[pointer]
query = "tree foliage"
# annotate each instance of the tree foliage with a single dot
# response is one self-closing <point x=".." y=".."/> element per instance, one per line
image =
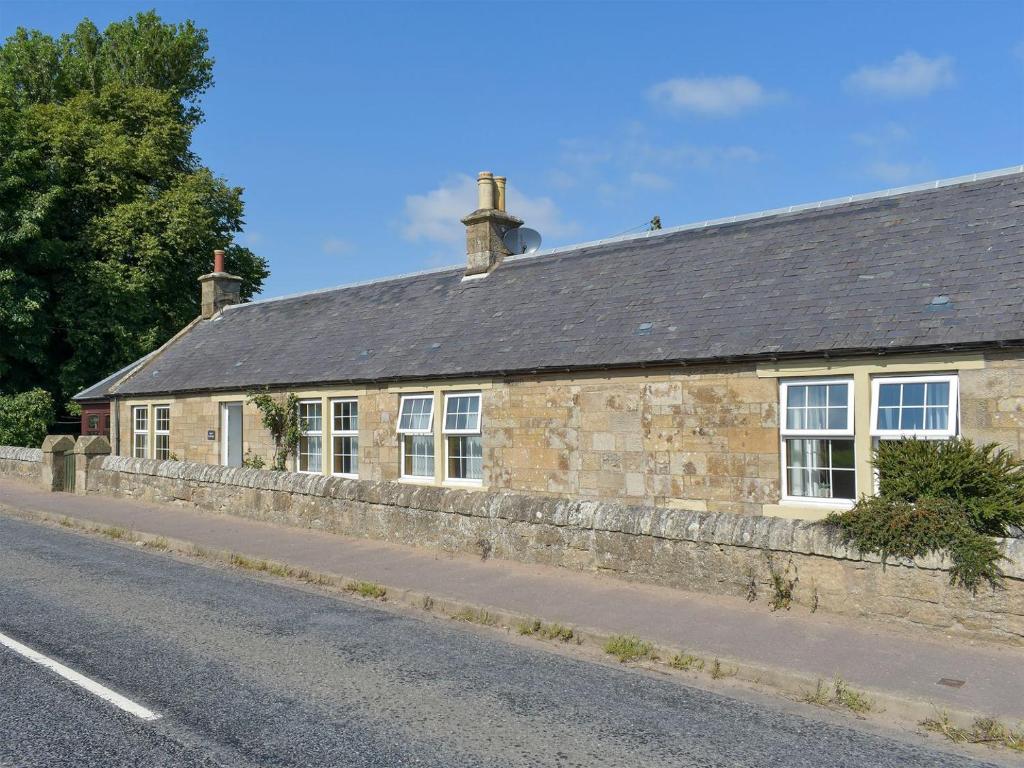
<point x="107" y="216"/>
<point x="934" y="496"/>
<point x="987" y="481"/>
<point x="25" y="417"/>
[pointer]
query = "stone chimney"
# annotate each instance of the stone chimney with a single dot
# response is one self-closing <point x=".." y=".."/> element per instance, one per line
<point x="219" y="288"/>
<point x="486" y="225"/>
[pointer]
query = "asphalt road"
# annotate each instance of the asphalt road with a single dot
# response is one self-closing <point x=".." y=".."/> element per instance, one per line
<point x="246" y="672"/>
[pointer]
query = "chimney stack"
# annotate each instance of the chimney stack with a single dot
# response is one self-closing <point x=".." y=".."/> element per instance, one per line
<point x="486" y="225"/>
<point x="218" y="288"/>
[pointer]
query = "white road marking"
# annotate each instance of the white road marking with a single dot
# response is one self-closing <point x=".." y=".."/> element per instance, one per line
<point x="81" y="680"/>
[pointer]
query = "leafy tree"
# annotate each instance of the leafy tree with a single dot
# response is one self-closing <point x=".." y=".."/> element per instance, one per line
<point x="25" y="417"/>
<point x="107" y="216"/>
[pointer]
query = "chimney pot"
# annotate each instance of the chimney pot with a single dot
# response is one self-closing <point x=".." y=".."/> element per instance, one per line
<point x="500" y="193"/>
<point x="486" y="226"/>
<point x="485" y="190"/>
<point x="218" y="288"/>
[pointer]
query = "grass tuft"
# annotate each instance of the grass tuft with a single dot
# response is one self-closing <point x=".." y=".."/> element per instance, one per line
<point x="686" y="662"/>
<point x="982" y="731"/>
<point x="537" y="628"/>
<point x="628" y="648"/>
<point x="718" y="671"/>
<point x="367" y="589"/>
<point x="476" y="615"/>
<point x="839" y="694"/>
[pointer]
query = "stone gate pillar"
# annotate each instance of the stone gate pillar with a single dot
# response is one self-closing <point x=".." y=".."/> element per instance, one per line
<point x="54" y="446"/>
<point x="87" y="449"/>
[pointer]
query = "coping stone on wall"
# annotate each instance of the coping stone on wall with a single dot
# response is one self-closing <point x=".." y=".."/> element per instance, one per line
<point x="17" y="454"/>
<point x="719" y="528"/>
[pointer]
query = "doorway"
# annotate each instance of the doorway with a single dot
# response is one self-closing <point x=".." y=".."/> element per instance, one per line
<point x="230" y="430"/>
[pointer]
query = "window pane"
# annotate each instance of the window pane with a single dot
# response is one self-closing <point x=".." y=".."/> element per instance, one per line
<point x="816" y="418"/>
<point x="837" y="418"/>
<point x="419" y="456"/>
<point x="913" y="394"/>
<point x="911" y="418"/>
<point x="416" y="413"/>
<point x="797" y="396"/>
<point x="346" y="456"/>
<point x="309" y="454"/>
<point x="162" y="417"/>
<point x="795" y="418"/>
<point x="463" y="413"/>
<point x="842" y="454"/>
<point x="838" y="394"/>
<point x="346" y="416"/>
<point x="465" y="458"/>
<point x="820" y="469"/>
<point x="888" y="395"/>
<point x="937" y="418"/>
<point x="310" y="417"/>
<point x="938" y="393"/>
<point x="817" y="394"/>
<point x="888" y="418"/>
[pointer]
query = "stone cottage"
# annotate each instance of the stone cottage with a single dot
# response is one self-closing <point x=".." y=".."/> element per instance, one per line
<point x="747" y="365"/>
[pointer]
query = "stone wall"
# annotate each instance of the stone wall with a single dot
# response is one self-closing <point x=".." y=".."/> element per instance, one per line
<point x="700" y="551"/>
<point x="701" y="437"/>
<point x="19" y="463"/>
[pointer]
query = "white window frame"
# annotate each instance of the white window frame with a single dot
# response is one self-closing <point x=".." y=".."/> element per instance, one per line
<point x="298" y="460"/>
<point x="952" y="415"/>
<point x="158" y="432"/>
<point x="824" y="432"/>
<point x="135" y="431"/>
<point x="821" y="434"/>
<point x="345" y="433"/>
<point x="462" y="433"/>
<point x="401" y="407"/>
<point x="479" y="409"/>
<point x="402" y="433"/>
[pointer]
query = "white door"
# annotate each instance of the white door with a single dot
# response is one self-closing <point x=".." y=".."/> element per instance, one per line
<point x="230" y="431"/>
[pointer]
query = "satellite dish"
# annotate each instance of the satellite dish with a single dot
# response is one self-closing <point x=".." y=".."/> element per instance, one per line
<point x="522" y="240"/>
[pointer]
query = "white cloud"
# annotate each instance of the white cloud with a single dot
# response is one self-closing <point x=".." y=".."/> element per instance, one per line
<point x="436" y="215"/>
<point x="715" y="96"/>
<point x="908" y="75"/>
<point x="336" y="246"/>
<point x="892" y="173"/>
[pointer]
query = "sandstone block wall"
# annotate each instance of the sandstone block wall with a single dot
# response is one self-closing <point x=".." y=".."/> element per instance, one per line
<point x="704" y="438"/>
<point x="20" y="464"/>
<point x="700" y="551"/>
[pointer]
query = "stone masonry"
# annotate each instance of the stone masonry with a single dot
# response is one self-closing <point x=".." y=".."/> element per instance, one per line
<point x="700" y="551"/>
<point x="704" y="438"/>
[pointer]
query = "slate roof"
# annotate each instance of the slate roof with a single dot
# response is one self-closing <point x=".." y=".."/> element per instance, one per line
<point x="929" y="268"/>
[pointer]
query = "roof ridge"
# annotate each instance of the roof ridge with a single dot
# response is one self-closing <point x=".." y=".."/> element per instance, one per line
<point x="735" y="219"/>
<point x="799" y="208"/>
<point x="345" y="286"/>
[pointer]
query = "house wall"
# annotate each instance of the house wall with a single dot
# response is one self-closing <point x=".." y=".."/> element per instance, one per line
<point x="704" y="438"/>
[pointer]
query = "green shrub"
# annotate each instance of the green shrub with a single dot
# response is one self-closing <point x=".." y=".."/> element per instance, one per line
<point x="986" y="481"/>
<point x="940" y="496"/>
<point x="894" y="527"/>
<point x="25" y="418"/>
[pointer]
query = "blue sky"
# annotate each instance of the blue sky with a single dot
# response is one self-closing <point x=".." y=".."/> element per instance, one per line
<point x="356" y="128"/>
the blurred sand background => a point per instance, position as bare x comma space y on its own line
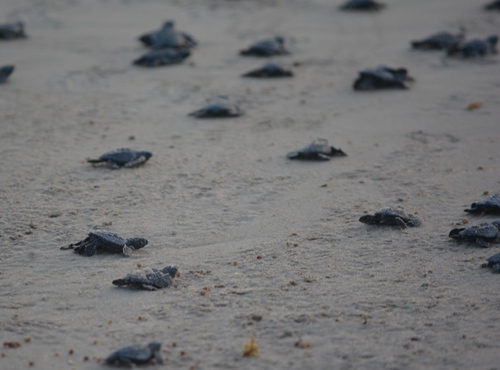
218, 194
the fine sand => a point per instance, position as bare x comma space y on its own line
266, 247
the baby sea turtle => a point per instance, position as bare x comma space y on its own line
270, 70
475, 47
490, 205
391, 217
122, 157
369, 5
494, 5
149, 278
9, 31
267, 48
98, 241
219, 108
493, 262
136, 354
438, 41
383, 78
480, 234
318, 150
167, 37
5, 72
162, 57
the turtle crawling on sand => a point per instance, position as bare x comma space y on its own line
480, 234
318, 150
438, 41
494, 5
391, 217
490, 205
267, 48
219, 108
122, 157
9, 31
149, 278
167, 37
270, 70
136, 354
162, 57
98, 241
363, 5
493, 262
475, 47
5, 72
383, 78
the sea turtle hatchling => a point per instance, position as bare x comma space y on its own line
136, 354
5, 72
438, 41
391, 217
494, 5
318, 150
98, 241
383, 78
9, 31
480, 234
219, 108
474, 47
490, 205
162, 57
149, 278
493, 262
267, 48
167, 37
363, 5
122, 157
270, 70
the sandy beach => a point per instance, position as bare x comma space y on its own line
267, 248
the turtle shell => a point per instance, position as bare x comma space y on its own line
488, 205
136, 354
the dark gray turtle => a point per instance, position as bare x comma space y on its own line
9, 31
267, 48
5, 72
490, 205
493, 262
391, 217
362, 5
122, 157
149, 278
438, 41
270, 70
494, 5
219, 108
475, 47
167, 37
318, 150
99, 241
162, 57
136, 354
383, 78
481, 234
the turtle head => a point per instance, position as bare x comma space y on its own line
136, 243
147, 155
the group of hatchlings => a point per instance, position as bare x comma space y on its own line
169, 46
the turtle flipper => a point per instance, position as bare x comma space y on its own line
482, 243
136, 162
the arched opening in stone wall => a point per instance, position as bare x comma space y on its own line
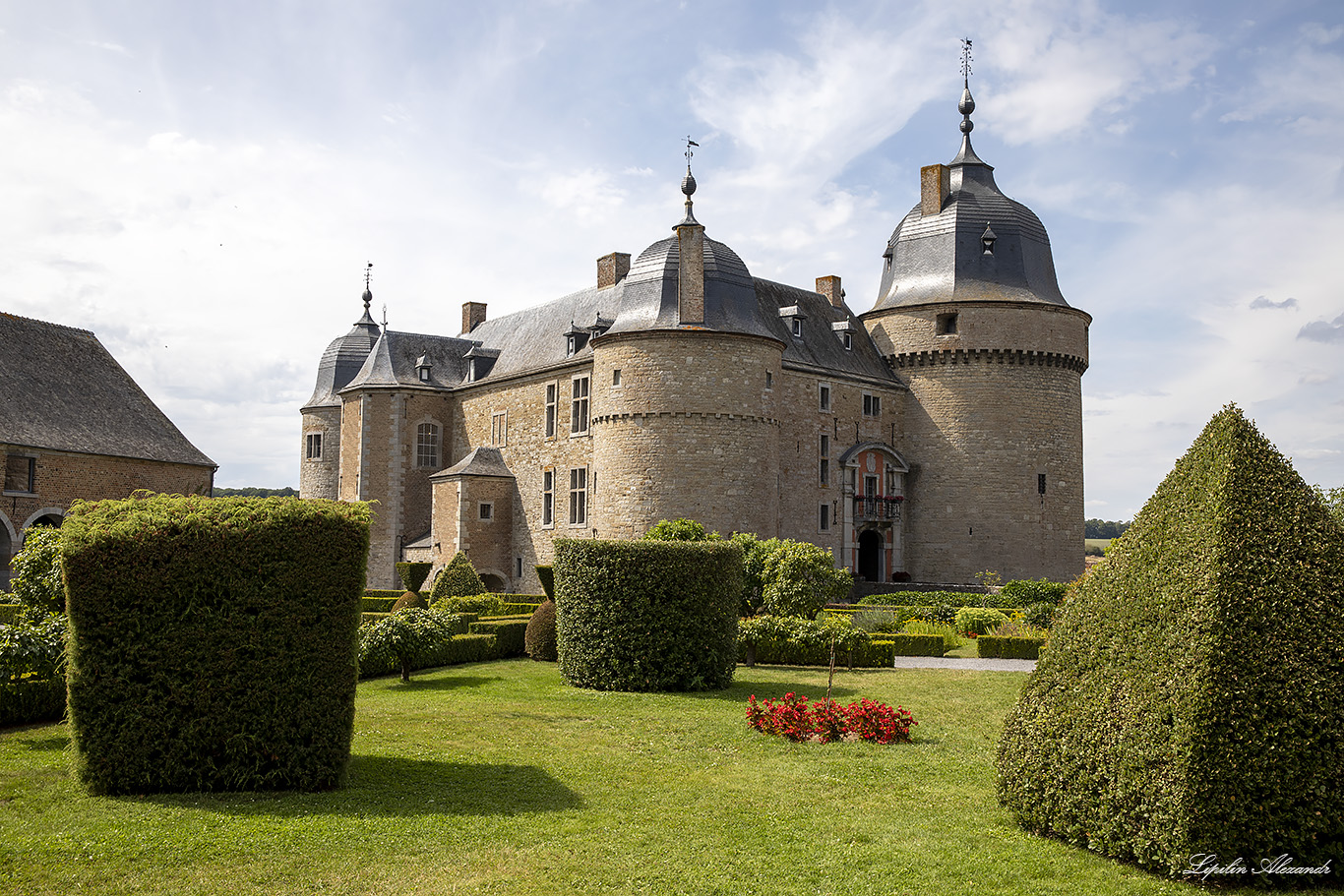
870, 555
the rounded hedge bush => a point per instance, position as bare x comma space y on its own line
646, 616
539, 641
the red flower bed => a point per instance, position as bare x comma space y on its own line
796, 719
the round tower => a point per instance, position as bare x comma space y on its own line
683, 381
319, 457
969, 313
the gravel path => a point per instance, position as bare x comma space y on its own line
972, 664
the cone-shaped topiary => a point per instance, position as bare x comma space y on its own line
1191, 701
458, 579
413, 573
539, 641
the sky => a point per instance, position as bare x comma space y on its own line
203, 184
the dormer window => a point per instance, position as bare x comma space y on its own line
576, 338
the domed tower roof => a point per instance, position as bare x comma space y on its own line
965, 241
344, 357
654, 290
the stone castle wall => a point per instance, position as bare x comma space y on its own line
690, 432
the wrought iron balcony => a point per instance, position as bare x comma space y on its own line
877, 508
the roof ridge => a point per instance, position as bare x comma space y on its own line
33, 320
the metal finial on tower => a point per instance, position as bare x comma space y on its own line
689, 183
966, 103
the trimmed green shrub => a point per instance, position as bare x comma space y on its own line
977, 621
413, 573
1023, 593
33, 650
1191, 698
458, 579
213, 641
950, 639
377, 605
914, 645
800, 577
411, 599
539, 638
646, 616
23, 703
1039, 616
36, 571
483, 605
546, 572
680, 529
510, 635
1008, 646
419, 639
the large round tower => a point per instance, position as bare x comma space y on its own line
319, 463
970, 315
686, 422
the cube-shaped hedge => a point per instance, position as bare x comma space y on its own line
1191, 701
213, 641
646, 616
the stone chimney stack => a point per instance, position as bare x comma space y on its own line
612, 269
829, 286
473, 315
935, 188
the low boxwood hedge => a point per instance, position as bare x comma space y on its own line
1008, 646
510, 634
28, 701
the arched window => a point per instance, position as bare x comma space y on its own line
426, 447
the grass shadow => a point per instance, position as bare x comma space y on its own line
428, 682
394, 786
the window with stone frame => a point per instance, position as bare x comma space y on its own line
579, 496
426, 447
21, 473
580, 406
825, 470
549, 498
550, 410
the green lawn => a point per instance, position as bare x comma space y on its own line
496, 778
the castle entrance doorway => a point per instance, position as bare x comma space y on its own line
870, 555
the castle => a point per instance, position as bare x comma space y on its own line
933, 437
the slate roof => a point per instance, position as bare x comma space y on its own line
483, 461
62, 389
940, 258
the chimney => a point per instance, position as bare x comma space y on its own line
935, 188
829, 286
612, 269
473, 315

----------

__Exercise prompt__. Count the lines in the listing that hold the word "blue", then give the number and nothing else.

__Final answer__. 2